- _TEXTO FORNECIDO_:
>>>
(*) Texto publicado na Coluna Gestão do autor no Fato Amazônico (www.fatoamazonico.com.br)
Há um debate que volta e
meia comparece nas discussões envolvendo os tribunais de contas: até que ponto
eles são competentes para fiscalizarem questões ligadas ao meio ambiente? Como
todo conteúdo que ainda não foi suficientemente amadurecido nas rodas de
debate, quase sempre o tema tem suscitado pontos de vista diversos, regados,
algumas vezes, a debates mais ácidos.
Uns entendem falecer
competência aos tribunais de contas para proporem medidas relacionadas a
infrações ambientais. Outros, contudo, admitem essa competência. Filio-me entre
os últimos, ainda que com alguns regramentos.
O art. 70 da Constituição
Federal assim dispõe: A fiscalização contábil, financeira,
orçamentária, operacional e patrimonial da União e das entidades da
administração direta e indireta, quanto à legalidade, legitimidade,
economicidade, aplicação das subvenções e renúncia de receitas, será exercida
pelo Congresso Nacional, mediante controle externo, e pelo sistema de controle
interno de cada Poder
(grifei).
Mais adiante, em seu art. 225 ela pontua: Todos têm direito ao meio ambiente ecologicamente equilibrado, bem
de uso comum do povo e essencial à sadia qualidade de vida, impondo-se ao
Poder Público e à coletividade o dever de defendê-lo e preservá- lo para as
presentes e futuras gerações (grifei).
Conjugando-se os dois dispositivos, não há como não admitir o raio de incidência
da ação fiscalizadora dos tribunais de contas sobre matérias ligadas a questões
ambientais. Essa conclusão não provém, portanto, unicamente de conjecturas de
ordem doutrinária. Antes, encontra arrimo no próprio legislador constituinte originário, que
assim dispôs. Trata-se, portanto, de concepção alicerçada no Texto Constitucional
federal.
<<<
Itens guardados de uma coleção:
>>>
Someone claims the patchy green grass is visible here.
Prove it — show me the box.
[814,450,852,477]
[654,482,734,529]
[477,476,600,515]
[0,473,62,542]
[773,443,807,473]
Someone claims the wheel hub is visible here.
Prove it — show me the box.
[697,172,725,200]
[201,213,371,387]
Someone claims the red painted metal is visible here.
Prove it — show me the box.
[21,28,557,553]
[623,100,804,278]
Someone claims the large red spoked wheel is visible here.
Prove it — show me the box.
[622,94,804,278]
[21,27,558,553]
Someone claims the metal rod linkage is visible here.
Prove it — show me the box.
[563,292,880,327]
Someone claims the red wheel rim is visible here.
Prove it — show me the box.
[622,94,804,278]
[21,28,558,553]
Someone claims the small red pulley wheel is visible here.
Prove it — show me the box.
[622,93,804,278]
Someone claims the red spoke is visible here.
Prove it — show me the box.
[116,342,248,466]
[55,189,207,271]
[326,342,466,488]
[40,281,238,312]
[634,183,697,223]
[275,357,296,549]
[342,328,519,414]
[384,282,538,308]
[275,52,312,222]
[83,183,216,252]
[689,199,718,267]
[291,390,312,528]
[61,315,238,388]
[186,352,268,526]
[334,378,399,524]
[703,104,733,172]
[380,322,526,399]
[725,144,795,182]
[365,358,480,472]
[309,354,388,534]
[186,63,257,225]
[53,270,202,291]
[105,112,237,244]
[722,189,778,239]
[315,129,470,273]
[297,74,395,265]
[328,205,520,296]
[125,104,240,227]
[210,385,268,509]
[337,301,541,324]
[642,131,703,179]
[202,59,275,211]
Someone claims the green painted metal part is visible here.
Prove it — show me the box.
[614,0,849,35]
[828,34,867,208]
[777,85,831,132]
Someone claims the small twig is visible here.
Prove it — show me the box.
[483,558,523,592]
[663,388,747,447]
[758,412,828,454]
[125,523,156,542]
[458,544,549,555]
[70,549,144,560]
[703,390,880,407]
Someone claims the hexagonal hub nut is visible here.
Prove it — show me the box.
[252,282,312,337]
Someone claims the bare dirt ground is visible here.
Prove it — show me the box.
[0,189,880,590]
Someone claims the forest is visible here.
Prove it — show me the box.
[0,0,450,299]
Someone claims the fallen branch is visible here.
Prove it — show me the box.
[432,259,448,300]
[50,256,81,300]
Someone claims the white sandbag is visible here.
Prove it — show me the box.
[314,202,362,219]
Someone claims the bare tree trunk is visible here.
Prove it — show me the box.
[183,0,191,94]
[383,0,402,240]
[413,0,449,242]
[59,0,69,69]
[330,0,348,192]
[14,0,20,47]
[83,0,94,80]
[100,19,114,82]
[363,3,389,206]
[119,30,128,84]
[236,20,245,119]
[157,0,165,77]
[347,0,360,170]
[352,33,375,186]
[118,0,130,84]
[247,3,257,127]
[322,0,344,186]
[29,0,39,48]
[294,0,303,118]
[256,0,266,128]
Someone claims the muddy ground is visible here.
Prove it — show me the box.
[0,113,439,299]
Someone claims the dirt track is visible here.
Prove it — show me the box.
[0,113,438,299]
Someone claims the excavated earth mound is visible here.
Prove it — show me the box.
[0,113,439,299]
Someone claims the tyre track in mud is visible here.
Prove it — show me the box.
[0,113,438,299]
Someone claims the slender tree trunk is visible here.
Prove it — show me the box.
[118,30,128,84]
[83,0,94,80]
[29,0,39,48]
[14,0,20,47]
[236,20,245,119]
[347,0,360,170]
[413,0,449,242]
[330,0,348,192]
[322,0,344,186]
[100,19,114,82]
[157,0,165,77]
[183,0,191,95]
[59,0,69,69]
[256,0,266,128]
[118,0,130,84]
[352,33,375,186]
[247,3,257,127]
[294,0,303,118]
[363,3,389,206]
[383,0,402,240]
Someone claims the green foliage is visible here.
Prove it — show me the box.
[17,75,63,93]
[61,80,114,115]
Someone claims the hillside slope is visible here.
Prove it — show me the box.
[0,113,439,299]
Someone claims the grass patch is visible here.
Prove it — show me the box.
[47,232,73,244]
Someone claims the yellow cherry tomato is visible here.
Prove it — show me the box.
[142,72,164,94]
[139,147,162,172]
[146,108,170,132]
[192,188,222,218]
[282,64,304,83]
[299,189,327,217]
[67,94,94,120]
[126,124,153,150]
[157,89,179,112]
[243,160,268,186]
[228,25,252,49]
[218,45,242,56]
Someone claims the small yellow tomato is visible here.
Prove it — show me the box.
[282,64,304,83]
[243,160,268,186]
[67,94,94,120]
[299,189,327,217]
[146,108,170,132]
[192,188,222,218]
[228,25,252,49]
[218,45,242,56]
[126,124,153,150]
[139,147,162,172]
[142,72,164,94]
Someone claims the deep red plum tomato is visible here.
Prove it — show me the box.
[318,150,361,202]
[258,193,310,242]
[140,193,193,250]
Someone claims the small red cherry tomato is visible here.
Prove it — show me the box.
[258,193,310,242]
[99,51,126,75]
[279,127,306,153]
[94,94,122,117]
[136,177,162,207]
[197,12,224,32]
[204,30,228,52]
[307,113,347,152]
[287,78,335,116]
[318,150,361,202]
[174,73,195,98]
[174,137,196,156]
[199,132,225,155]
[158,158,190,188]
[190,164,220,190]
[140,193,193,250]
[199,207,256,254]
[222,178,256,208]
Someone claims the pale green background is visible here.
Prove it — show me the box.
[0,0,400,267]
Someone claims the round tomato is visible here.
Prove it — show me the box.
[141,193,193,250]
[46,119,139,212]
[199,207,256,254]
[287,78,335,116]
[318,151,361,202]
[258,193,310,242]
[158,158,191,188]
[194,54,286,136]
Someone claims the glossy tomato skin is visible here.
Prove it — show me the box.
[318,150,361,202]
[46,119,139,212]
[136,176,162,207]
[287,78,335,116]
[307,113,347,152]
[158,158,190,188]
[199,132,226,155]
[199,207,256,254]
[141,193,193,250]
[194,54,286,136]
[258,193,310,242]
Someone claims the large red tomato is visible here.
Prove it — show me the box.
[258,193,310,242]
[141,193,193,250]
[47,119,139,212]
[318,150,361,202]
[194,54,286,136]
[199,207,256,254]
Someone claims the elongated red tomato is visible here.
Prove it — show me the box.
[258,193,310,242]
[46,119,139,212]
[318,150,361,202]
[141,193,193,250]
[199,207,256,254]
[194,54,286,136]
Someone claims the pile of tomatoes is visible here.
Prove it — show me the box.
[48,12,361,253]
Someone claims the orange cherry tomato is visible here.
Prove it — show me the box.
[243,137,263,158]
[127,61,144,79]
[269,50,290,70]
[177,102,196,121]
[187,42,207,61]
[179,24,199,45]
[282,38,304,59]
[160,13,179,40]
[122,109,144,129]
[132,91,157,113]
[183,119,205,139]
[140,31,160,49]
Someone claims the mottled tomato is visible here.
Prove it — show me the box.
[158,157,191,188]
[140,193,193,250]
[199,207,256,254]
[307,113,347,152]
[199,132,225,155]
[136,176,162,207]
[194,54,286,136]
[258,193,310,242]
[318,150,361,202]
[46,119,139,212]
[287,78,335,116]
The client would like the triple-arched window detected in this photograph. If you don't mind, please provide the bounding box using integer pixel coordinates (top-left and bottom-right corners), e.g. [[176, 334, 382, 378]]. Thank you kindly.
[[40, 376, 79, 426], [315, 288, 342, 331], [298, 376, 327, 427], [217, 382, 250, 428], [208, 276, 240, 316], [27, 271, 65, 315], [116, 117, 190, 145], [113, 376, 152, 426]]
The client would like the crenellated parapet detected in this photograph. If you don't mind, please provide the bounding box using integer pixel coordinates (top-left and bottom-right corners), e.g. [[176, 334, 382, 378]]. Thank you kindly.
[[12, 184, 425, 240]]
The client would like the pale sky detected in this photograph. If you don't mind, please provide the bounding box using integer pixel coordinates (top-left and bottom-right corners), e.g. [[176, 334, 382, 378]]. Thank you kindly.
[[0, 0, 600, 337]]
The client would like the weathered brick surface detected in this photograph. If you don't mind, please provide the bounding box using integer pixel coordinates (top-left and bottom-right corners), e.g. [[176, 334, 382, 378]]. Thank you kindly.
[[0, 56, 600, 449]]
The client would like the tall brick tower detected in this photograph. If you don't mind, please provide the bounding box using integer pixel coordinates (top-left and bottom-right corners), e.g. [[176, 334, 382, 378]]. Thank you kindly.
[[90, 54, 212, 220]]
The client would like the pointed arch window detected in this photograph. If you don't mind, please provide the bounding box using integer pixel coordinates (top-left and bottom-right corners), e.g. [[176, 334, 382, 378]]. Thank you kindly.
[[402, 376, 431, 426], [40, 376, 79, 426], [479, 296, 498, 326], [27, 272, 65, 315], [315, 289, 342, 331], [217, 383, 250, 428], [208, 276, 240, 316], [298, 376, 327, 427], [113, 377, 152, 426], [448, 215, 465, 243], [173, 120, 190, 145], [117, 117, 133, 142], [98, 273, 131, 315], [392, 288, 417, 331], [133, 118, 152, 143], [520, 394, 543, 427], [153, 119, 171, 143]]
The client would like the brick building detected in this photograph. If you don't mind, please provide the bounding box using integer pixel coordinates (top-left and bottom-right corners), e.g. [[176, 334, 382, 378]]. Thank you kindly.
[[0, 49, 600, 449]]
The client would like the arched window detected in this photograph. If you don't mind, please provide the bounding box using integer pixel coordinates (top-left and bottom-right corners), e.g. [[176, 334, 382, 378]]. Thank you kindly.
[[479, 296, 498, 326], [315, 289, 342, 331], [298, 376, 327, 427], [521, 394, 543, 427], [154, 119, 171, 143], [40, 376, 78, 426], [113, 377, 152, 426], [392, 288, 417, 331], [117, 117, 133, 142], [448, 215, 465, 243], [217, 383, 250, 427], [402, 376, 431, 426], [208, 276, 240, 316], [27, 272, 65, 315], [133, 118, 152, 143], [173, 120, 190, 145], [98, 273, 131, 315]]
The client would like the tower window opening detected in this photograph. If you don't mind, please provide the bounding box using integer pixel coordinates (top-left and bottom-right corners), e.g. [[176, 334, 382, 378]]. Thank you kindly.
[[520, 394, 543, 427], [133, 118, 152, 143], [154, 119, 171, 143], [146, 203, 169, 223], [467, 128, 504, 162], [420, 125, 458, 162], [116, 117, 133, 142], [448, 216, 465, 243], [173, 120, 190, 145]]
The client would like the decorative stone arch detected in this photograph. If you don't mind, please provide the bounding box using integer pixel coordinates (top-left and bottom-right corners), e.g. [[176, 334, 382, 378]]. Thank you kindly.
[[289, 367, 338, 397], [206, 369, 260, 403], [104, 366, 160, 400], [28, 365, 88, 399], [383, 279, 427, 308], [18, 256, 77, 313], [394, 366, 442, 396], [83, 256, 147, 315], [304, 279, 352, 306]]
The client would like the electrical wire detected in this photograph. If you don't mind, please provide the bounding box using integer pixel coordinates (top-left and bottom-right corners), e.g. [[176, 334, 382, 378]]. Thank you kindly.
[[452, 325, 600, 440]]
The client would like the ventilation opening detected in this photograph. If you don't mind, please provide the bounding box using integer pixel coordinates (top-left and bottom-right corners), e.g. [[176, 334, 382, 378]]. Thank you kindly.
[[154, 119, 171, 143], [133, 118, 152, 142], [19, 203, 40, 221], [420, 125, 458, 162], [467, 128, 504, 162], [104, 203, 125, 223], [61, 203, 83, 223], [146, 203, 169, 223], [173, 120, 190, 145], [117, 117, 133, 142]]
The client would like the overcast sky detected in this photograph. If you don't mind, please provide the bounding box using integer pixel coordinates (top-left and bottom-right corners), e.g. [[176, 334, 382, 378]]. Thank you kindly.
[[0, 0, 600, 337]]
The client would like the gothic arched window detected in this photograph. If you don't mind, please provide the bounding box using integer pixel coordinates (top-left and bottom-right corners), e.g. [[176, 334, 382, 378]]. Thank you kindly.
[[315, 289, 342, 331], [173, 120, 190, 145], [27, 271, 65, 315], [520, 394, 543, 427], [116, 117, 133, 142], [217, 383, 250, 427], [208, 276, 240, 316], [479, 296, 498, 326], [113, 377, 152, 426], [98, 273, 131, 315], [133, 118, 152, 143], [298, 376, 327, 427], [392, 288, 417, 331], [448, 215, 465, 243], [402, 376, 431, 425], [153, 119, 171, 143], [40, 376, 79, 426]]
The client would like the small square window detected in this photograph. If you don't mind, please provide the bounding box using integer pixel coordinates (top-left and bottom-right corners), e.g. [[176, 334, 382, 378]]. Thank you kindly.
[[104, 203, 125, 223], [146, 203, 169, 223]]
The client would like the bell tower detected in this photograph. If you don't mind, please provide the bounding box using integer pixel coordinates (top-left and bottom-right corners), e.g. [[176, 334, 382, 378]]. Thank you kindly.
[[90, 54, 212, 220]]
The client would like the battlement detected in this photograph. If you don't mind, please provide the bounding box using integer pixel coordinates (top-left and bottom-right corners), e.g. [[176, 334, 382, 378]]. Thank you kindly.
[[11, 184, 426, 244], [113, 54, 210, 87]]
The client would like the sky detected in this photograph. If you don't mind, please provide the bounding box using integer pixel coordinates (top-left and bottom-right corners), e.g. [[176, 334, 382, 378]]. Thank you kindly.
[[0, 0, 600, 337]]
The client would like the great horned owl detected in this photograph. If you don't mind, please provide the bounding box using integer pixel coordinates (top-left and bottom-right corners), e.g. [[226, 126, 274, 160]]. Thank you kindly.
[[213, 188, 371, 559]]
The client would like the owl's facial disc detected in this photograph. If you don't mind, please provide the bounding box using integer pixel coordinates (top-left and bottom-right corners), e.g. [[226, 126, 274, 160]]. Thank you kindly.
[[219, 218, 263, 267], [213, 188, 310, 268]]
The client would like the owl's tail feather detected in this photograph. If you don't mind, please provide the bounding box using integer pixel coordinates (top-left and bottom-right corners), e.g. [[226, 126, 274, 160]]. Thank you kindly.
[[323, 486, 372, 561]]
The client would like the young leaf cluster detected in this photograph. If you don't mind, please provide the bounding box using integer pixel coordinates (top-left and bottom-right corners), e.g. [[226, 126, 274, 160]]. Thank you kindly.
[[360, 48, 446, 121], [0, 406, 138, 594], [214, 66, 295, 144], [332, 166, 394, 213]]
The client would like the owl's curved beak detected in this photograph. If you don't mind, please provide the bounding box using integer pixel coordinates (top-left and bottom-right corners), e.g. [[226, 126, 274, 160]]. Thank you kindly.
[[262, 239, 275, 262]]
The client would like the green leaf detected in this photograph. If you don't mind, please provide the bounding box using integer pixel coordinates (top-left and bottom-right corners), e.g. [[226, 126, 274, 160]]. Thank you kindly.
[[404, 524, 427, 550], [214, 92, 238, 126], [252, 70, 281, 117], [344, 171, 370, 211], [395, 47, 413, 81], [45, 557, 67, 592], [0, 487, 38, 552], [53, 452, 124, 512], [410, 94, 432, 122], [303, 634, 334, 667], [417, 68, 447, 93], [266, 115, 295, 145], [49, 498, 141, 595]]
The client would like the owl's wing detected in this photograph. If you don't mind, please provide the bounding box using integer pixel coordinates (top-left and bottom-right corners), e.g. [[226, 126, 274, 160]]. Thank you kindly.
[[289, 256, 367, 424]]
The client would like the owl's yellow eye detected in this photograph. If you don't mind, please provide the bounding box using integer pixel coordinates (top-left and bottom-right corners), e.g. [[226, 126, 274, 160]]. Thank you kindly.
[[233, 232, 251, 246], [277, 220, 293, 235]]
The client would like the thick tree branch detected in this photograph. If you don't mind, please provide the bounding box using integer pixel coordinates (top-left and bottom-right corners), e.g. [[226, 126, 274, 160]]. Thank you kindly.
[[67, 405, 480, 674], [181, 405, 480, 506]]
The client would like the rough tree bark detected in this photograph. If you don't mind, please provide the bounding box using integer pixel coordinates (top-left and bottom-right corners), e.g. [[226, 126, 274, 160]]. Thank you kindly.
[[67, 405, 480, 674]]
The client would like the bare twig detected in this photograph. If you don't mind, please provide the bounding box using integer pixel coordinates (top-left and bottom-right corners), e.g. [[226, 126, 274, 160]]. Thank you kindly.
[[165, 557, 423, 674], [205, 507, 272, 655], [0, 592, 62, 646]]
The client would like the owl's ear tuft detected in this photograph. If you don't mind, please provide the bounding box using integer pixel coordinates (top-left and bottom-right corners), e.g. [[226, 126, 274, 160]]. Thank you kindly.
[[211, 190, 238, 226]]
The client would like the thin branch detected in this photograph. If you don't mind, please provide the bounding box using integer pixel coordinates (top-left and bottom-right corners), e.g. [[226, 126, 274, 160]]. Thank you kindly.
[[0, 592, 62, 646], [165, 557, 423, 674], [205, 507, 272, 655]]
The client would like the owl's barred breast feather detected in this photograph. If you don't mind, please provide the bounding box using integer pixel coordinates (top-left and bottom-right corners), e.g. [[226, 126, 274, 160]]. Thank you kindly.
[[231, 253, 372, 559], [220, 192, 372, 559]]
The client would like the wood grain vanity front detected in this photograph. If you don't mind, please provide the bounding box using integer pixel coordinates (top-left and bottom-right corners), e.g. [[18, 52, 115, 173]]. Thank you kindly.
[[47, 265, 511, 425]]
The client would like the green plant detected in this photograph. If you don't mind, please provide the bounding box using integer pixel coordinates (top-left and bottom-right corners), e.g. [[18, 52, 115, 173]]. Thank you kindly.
<<<
- _EXERCÍCIO PROPOSTO 1_:
No texto sobre os tribunais de contas, qual artigo da Constituição Federal garante a todos o direito ao meio ambiente ecologicamente equilibrado?
- _EXERCÍCIO PROPOSTO 2_:
Edite o texto sobre os tribunais de contas: escreva de novo o trecho que começa com as palavras "O art. 70 da" e termina com "futuras gerações (grifei).", trocando "Congresso Nacional" por "Parlamento".
- _EXERCÍCIO PROPOSTO 3_:
Retome o texto sobre os tribunais de contas e o meio ambiente e continue a escrita logo depois da última frase.
Os registros vêm de outra fonte.

- _RESPOSTA ESPERADA 1_:
O art. 225.

- _RESPOSTA ESPERADA 2_:
O art. 70 da Constituição
Federal assim dispõe: A fiscalização contábil, financeira,
orçamentária, operacional e patrimonial da União e das entidades da
administração direta e indireta, quanto à legalidade, legitimidade,
economicidade, aplicação das subvenções e renúncia de receitas, será exercida
pelo Parlamento, mediante controle externo, e pelo sistema de controle
interno de cada Poder
(grifei).
Mais adiante, em seu art. 225 ela pontua: Todos têm direito ao meio ambiente ecologicamente equilibrado, bem
de uso comum do povo e essencial à sadia qualidade de vida, impondo-se ao
Poder Público e à coletividade o dever de defendê-lo e preservá- lo para as
presentes e futuras gerações (grifei).

- _RESPOSTA ESPERADA 3_:
Por outro lado, o inciso I do art. 99 do Código Civil Brasileiro enumera
os bens de uso comum do povo – bens de uso coletivo por excelência – como integrantes
dos bens públicos: São bens públicos: I –
os de uso comum do povo, tais como rios, mares, estradas, ruas e praças.
Antes dele, o art. 98 declara: São
públicos os bens do domínio nacional pertencentes às pessoas jurídicas de
direito público interno (...) (grifei).
A lógica jurídica é
cristalina: premissa maior: todos os bens de uso comum do povo pertencem às
pessoas jurídicas de direito público interno. Premissa menor: o meio ambiente
ecologicamente equilibrado é um bem de uso comum do povo. Conclusão: o meio
ambiente ecologicamente equilibrado pertence às pessoas de direito público interno.
Sendo assim, não há como
não conceber que o meio ambiente integra o acervo patrimonial de sobreditas pessoas
jurídicas. Ora, se ele faz parte do acervo patrimonial público não faz sentido
aparta-lo da ação fiscalizadora dos tribunais de contas, uma vez que o art. 70
do Texto Constitucional federal distingue a fiscalização patrimonial como um dos
canais por meio dos quais a fiscalização dos órgãos de controle externo se
manifesta.
Não vejo como extrair
outra conclusão que não seja essa, até por questões humanitárias.
Façamos um raciocínio
simples.
Todos nós sabemos que as praças são contadas como bens de uso comum do povo. Não há dúvida
também que elas integram o acervo patrimonial dos entes federativos. De dez
anos para cá, inclusive, as normas que regem a escrituração contábil no setor
público passaram a admitir os bens de uso comum como passíveis de contabilização.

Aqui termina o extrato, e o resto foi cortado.